*Problem requirements*
Of the entries below, return exactly those lines that fall between the one containing "box: [0, 79, 140, 135]" and the one containing "5L9 6L4 3ZM52", the two end lines included.

*** Materials provided Section Begins ***

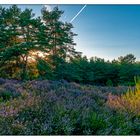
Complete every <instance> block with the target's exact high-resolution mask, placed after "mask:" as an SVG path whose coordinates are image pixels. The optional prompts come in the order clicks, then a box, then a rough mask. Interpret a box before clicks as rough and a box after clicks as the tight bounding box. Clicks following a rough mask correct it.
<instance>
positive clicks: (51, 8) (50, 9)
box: [44, 4, 52, 12]
mask: <svg viewBox="0 0 140 140" xmlns="http://www.w3.org/2000/svg"><path fill="white" fill-rule="evenodd" d="M44 6H45V8H46V10H47V11H49V12H50V11H52V7H51V5H48V4H47V5H44Z"/></svg>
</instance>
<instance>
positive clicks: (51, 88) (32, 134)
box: [0, 79, 140, 135]
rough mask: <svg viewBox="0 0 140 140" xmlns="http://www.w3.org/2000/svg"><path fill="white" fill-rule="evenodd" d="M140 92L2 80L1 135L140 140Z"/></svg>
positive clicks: (135, 90) (91, 87)
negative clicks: (56, 135) (103, 136)
mask: <svg viewBox="0 0 140 140" xmlns="http://www.w3.org/2000/svg"><path fill="white" fill-rule="evenodd" d="M139 89H140V87H139V83H138V82H137V85H136V88H134V87H133V88H131V90H129V91H128V87H123V86H118V87H101V86H91V85H80V84H76V83H68V82H66V81H63V80H61V81H48V80H43V81H35V80H34V81H27V82H21V81H16V80H5V79H0V135H139V134H140V118H139V115H140V109H139V106H140V103H139V100H140V96H139V94H138V91H139Z"/></svg>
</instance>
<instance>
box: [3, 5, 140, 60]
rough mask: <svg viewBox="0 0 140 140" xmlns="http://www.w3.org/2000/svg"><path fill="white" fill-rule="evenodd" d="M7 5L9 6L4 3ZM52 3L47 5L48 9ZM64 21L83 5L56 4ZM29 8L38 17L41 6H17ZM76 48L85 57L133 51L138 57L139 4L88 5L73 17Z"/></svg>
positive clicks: (139, 44) (105, 57)
mask: <svg viewBox="0 0 140 140" xmlns="http://www.w3.org/2000/svg"><path fill="white" fill-rule="evenodd" d="M3 6H6V7H8V6H9V5H3ZM54 6H55V5H47V7H48V10H51V9H52V8H53V7H54ZM58 6H59V8H60V9H61V10H63V11H64V14H63V16H62V18H61V19H62V20H63V21H67V22H70V21H71V20H72V19H73V17H74V16H75V15H76V14H77V13H78V12H79V11H80V10H81V8H82V7H83V6H84V5H58ZM19 7H21V8H22V9H25V8H31V9H33V12H34V13H36V15H37V16H40V10H41V8H42V7H43V5H19ZM72 24H73V26H74V28H73V32H74V33H76V34H78V36H76V37H75V38H74V41H75V43H76V44H77V45H76V46H75V49H76V50H77V51H80V52H82V53H83V55H86V56H87V57H88V58H90V57H92V56H97V57H100V58H105V59H106V60H113V59H114V58H115V59H117V58H118V57H119V56H125V55H126V54H129V53H132V54H134V55H135V56H136V57H137V60H140V5H87V6H86V7H85V9H83V11H82V12H81V13H80V14H79V15H78V16H77V17H76V18H75V19H74V20H73V22H72Z"/></svg>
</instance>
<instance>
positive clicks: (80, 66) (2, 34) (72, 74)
mask: <svg viewBox="0 0 140 140" xmlns="http://www.w3.org/2000/svg"><path fill="white" fill-rule="evenodd" d="M62 14H63V11H61V10H59V9H58V7H55V8H54V9H53V10H52V11H47V9H46V8H43V9H42V10H41V17H37V16H36V15H35V14H34V13H33V12H32V10H31V9H25V10H23V11H22V10H21V9H20V8H18V7H17V6H16V5H13V6H12V7H9V8H7V9H5V8H3V7H1V8H0V77H3V78H15V79H21V80H23V79H26V80H28V79H29V80H30V79H50V80H59V79H65V80H67V81H74V82H79V83H84V84H96V85H118V84H127V85H128V84H133V83H134V80H133V79H134V76H137V75H140V62H136V58H135V57H134V55H132V54H128V55H126V56H121V57H119V58H118V59H117V60H113V61H111V62H110V61H105V60H104V59H101V58H97V57H93V58H91V59H90V60H88V59H87V58H86V57H82V55H81V53H80V52H76V51H75V49H74V45H75V43H74V41H73V37H74V36H76V34H74V33H73V32H72V28H73V26H72V24H71V23H67V22H62V21H61V20H60V18H61V16H62Z"/></svg>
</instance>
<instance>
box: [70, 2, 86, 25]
mask: <svg viewBox="0 0 140 140" xmlns="http://www.w3.org/2000/svg"><path fill="white" fill-rule="evenodd" d="M86 6H87V5H86V4H85V5H84V6H83V7H82V8H81V10H80V11H79V12H78V13H77V14H76V15H75V16H74V17H73V18H72V20H71V21H70V23H72V22H73V21H74V20H75V19H76V18H77V16H78V15H79V14H80V13H81V12H82V11H83V10H84V9H85V8H86Z"/></svg>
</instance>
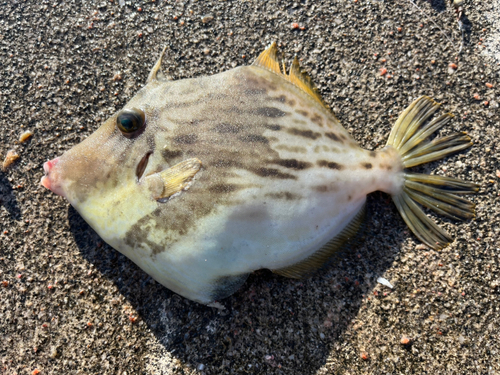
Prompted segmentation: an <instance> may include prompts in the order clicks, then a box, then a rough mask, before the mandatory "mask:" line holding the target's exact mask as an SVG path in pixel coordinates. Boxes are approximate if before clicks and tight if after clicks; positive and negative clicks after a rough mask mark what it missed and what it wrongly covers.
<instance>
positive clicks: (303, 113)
mask: <svg viewBox="0 0 500 375" xmlns="http://www.w3.org/2000/svg"><path fill="white" fill-rule="evenodd" d="M295 112H296V113H298V114H299V115H301V116H304V117H309V112H307V111H304V110H303V109H296V110H295Z"/></svg>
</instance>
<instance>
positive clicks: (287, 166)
mask: <svg viewBox="0 0 500 375" xmlns="http://www.w3.org/2000/svg"><path fill="white" fill-rule="evenodd" d="M271 163H272V164H278V165H281V166H282V167H285V168H291V169H296V170H302V169H307V168H309V167H311V163H308V162H305V161H299V160H296V159H280V160H273V161H272V162H271Z"/></svg>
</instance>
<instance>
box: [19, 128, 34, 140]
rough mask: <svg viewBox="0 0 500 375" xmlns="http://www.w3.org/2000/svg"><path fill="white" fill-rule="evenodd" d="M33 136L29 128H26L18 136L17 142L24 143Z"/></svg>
mask: <svg viewBox="0 0 500 375" xmlns="http://www.w3.org/2000/svg"><path fill="white" fill-rule="evenodd" d="M32 136H33V132H32V131H31V130H26V131H25V132H24V133H23V134H21V135H20V136H19V143H24V142H26V141H27V140H28V139H30V138H31V137H32Z"/></svg>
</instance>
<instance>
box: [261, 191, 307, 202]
mask: <svg viewBox="0 0 500 375" xmlns="http://www.w3.org/2000/svg"><path fill="white" fill-rule="evenodd" d="M265 196H266V197H269V198H273V199H285V200H287V201H293V200H297V199H301V198H302V197H301V196H300V195H298V194H293V193H290V192H289V191H281V192H279V193H267V194H266V195H265Z"/></svg>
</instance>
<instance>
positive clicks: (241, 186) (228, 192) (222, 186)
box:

*** Materials provided Section Ends ***

*Solution for this problem*
box: [0, 79, 140, 135]
rough mask: <svg viewBox="0 0 140 140" xmlns="http://www.w3.org/2000/svg"><path fill="white" fill-rule="evenodd" d="M140 92L2 80L1 135L140 140Z"/></svg>
positive clicks: (135, 90) (91, 87)
negative clicks: (56, 135) (103, 136)
mask: <svg viewBox="0 0 140 140" xmlns="http://www.w3.org/2000/svg"><path fill="white" fill-rule="evenodd" d="M139 89H140V87H139V83H138V82H137V85H136V88H134V87H133V88H131V90H129V91H128V87H123V86H118V87H101V86H91V85H80V84H76V83H68V82H66V81H63V80H61V81H48V80H43V81H35V80H34V81H27V82H21V81H16V80H5V79H0V135H139V134H140V118H139V115H140V109H139V106H140V103H139V100H140V96H139V94H138V91H139Z"/></svg>
</instance>
<instance>
box: [3, 5, 140, 60]
rough mask: <svg viewBox="0 0 140 140" xmlns="http://www.w3.org/2000/svg"><path fill="white" fill-rule="evenodd" d="M7 5L9 6L4 3ZM52 3L47 5L48 9ZM64 21L83 5L56 4ZM29 8L38 17L41 6H17ZM76 48L85 57L133 51L138 57L139 4L88 5L73 17Z"/></svg>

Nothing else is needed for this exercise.